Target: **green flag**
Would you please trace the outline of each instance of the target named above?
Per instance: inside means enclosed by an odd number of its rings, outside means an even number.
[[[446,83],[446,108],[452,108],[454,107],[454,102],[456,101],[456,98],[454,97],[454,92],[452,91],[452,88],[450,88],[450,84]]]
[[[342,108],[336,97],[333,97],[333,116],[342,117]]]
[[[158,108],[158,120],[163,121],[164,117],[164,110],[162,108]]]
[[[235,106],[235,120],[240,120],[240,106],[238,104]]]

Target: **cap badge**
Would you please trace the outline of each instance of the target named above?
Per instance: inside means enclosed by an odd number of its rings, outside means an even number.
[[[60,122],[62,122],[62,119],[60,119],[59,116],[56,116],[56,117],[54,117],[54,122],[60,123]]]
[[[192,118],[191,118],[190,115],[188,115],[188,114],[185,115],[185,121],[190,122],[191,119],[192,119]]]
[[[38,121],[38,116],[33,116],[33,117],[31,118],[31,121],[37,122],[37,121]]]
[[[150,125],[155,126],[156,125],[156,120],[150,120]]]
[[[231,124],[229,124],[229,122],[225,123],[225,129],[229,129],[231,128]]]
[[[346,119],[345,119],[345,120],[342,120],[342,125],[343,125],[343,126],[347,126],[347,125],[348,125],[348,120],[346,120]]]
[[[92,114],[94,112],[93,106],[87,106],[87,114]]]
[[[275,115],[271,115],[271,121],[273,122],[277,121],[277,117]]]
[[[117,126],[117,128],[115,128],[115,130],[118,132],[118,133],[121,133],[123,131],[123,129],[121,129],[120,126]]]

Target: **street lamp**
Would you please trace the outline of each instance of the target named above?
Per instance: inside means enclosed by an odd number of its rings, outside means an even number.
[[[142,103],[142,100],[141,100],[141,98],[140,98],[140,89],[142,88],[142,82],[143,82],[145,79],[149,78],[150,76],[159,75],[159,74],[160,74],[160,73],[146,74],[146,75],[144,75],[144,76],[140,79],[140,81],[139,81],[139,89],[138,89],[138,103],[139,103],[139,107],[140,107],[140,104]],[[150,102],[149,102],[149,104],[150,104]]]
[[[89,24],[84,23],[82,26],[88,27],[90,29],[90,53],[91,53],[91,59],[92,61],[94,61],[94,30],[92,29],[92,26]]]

TASK DESCRIPTION: Each entry is to be given again, exactly as it stands.

SOLVED EXERCISE:
Target: **green flag**
Would you please trace the outline of each instance of the target named above?
Per instance: inside means enclosed by an odd number of its rings, outside means an even number.
[[[446,83],[446,108],[452,108],[454,107],[454,102],[456,101],[456,98],[454,97],[454,92],[452,91],[452,88],[450,88],[450,84]]]
[[[342,108],[336,97],[333,97],[333,116],[342,117]]]
[[[158,108],[158,120],[163,121],[164,117],[164,110],[162,108]]]
[[[235,106],[235,120],[240,120],[240,106],[238,104]]]

Target: **cap badge**
Would you please trace the outline of each instance of the target named above?
Per instance: inside means enclosed by an odd number of its rings, outside means an even number.
[[[60,122],[62,122],[62,119],[60,119],[59,116],[56,116],[56,117],[54,117],[54,122],[60,123]]]
[[[192,118],[191,118],[190,115],[188,115],[188,114],[185,115],[185,121],[190,122],[191,119],[192,119]]]
[[[38,121],[38,116],[33,116],[33,117],[31,118],[31,121],[37,122],[37,121]]]
[[[150,125],[155,126],[156,125],[156,120],[150,120]]]
[[[231,124],[229,124],[229,122],[225,123],[225,129],[229,129],[231,128]]]
[[[346,119],[345,119],[345,120],[342,120],[342,125],[343,125],[343,126],[347,126],[347,125],[348,125],[348,120],[346,120]]]
[[[92,114],[94,112],[93,106],[87,106],[87,114]]]
[[[275,115],[271,115],[271,121],[273,122],[277,121],[277,117]]]
[[[117,126],[117,128],[115,128],[115,130],[118,132],[118,133],[121,133],[123,131],[123,129],[121,129],[120,126]]]

Target: **street lamp**
Would you please trace the outline of each instance of the target named above?
Per instance: inside means enclosed by an odd number of its rings, outside means an even number.
[[[142,103],[142,100],[141,100],[141,98],[140,98],[140,89],[142,88],[142,82],[143,82],[145,79],[149,78],[150,76],[159,75],[159,74],[160,74],[160,73],[146,74],[146,75],[144,75],[144,76],[140,79],[140,81],[139,81],[139,89],[138,89],[138,103],[139,103],[139,107],[140,107],[140,104]],[[150,102],[149,102],[149,104],[150,104]]]
[[[89,24],[84,23],[82,26],[88,27],[90,29],[90,53],[91,53],[91,59],[92,61],[94,61],[94,30],[92,29],[92,26]]]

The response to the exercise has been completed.